*EXERCISE TASK:*
Tally the lines in the records below that contain the string "plant". Reply with that number alone.

━━━━━ EXERCISE INPUT ━━━━━

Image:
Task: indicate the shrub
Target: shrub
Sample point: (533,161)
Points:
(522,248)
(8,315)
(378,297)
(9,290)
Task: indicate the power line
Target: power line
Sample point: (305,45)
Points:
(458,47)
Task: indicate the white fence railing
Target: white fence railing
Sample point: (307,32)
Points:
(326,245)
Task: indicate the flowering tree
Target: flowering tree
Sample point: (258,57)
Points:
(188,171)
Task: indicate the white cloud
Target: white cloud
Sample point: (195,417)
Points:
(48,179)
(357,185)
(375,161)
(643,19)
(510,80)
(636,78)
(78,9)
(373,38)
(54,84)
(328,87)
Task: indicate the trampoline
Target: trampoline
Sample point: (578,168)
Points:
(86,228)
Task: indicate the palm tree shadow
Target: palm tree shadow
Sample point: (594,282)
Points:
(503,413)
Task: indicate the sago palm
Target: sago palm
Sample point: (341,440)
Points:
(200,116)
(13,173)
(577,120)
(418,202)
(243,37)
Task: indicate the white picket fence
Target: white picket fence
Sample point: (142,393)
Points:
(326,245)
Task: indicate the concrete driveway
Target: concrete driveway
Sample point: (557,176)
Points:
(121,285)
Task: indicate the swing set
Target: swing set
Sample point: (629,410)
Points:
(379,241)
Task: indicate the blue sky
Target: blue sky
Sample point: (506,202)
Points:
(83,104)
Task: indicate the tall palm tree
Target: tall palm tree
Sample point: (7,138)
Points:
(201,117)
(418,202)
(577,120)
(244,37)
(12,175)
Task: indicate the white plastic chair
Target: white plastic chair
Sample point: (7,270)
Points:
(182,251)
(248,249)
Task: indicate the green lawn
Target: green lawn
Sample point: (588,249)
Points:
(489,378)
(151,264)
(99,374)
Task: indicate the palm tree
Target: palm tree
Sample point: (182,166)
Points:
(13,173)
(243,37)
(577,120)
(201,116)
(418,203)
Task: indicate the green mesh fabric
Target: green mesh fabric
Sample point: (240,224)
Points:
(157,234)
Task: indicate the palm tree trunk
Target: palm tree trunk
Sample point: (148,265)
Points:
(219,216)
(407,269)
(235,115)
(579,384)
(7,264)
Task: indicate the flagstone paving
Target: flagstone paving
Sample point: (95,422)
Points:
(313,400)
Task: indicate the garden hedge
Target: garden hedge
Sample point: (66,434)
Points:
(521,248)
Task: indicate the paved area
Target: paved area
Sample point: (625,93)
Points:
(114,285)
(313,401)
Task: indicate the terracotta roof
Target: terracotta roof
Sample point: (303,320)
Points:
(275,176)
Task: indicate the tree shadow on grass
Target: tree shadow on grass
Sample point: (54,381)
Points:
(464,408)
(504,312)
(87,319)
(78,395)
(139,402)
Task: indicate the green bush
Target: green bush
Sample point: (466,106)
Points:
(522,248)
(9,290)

━━━━━
━━━━━ EXERCISE INPUT ━━━━━

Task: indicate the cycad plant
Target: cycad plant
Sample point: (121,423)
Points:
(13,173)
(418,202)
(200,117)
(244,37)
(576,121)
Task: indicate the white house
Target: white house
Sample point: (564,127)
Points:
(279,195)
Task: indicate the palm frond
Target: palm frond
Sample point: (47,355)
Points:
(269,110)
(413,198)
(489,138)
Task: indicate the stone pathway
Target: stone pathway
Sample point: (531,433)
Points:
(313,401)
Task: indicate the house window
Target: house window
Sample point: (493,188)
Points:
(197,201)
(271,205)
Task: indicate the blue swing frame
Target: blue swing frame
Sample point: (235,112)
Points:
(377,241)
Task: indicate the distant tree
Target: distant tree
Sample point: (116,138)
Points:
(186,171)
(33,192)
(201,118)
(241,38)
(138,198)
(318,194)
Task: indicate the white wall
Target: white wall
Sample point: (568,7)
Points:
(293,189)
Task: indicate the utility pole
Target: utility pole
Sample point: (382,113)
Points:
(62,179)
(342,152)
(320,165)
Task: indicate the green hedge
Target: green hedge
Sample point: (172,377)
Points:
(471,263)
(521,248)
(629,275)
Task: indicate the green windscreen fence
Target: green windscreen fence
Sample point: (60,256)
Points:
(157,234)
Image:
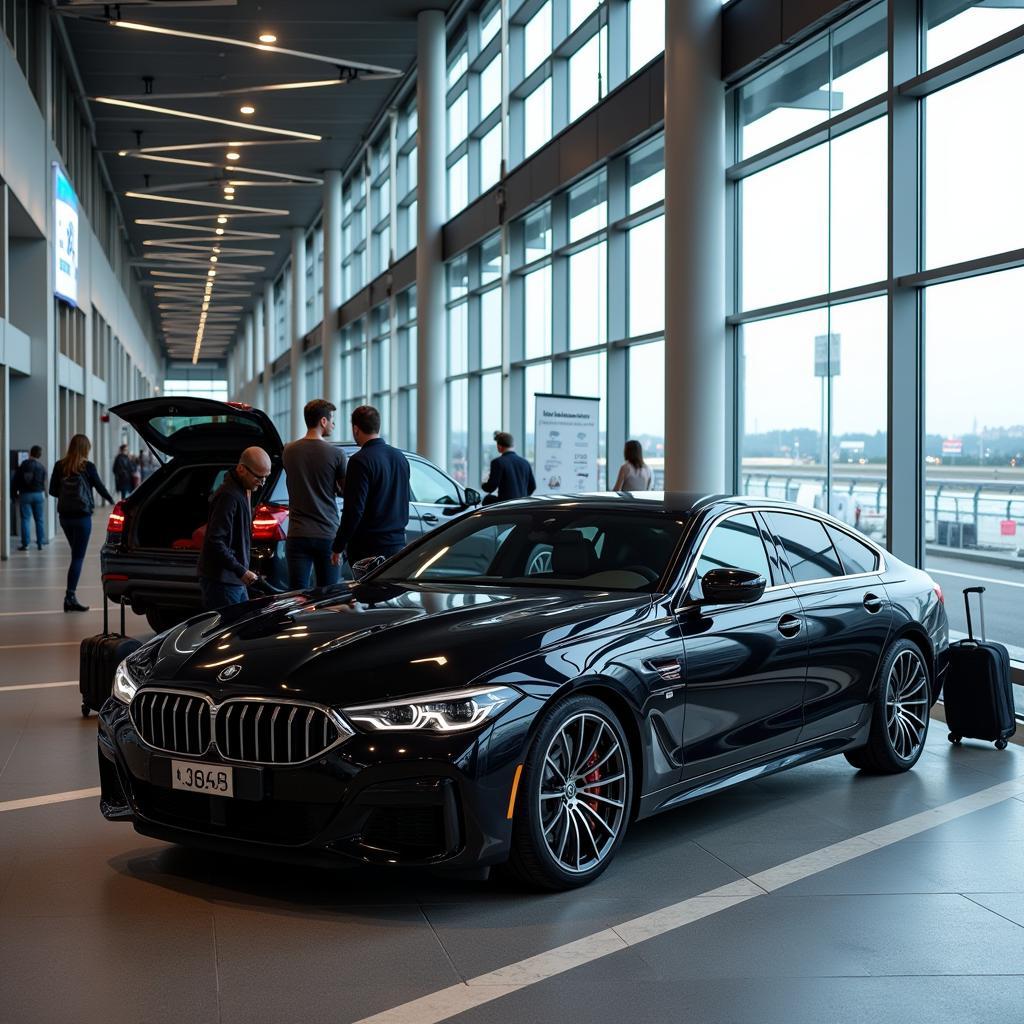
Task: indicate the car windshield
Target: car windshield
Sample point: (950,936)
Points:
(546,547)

━━━━━
━━━━━ EXERCISE INPUT ━━━━━

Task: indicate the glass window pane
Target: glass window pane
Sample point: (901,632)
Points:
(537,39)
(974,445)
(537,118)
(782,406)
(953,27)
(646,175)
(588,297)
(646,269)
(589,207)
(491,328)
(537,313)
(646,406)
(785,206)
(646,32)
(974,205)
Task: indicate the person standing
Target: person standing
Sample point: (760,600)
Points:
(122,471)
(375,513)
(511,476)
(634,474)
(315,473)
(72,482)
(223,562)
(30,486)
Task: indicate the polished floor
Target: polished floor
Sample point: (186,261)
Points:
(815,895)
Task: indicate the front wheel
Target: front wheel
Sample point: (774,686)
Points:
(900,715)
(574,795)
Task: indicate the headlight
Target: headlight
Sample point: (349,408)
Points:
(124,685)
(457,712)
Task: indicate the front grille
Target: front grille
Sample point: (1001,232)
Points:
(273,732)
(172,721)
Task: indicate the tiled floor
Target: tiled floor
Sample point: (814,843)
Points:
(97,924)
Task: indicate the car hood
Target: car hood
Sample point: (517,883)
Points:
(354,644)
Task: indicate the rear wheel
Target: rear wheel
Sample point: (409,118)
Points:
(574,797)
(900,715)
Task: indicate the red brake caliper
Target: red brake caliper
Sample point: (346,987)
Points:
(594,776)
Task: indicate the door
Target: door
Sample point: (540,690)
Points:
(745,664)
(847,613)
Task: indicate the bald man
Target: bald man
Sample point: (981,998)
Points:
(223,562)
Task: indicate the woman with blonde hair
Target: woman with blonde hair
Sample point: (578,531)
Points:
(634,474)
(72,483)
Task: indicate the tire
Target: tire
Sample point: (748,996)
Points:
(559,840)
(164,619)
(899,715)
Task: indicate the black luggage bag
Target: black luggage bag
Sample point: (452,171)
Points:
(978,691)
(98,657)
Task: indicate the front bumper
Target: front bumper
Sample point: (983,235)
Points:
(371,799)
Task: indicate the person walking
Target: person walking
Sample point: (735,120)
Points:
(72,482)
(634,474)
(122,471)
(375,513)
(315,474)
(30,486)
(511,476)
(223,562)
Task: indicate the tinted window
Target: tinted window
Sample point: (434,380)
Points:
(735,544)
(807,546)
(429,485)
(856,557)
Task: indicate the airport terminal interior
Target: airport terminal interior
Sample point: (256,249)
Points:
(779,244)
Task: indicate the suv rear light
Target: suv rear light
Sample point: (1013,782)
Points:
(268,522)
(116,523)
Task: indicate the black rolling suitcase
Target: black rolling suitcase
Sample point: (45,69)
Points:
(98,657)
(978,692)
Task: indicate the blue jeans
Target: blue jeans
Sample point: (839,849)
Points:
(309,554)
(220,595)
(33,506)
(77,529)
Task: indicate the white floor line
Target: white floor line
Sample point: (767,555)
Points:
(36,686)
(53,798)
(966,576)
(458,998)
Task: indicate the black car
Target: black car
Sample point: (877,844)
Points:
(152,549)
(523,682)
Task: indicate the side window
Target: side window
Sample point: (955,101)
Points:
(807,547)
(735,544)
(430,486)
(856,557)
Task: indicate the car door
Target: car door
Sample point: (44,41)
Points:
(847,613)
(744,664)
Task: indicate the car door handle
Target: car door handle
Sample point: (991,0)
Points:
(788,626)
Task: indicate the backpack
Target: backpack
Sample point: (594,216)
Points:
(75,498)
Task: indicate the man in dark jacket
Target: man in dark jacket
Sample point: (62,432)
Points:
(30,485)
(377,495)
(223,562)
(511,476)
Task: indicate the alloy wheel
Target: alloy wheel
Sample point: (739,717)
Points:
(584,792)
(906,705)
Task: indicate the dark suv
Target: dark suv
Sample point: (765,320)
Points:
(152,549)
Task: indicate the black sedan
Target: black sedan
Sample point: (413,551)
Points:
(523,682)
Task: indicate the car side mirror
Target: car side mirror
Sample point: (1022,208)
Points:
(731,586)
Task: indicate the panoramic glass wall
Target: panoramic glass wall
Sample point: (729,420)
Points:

━━━━━

*RESPONSE TO THIS TASK:*
2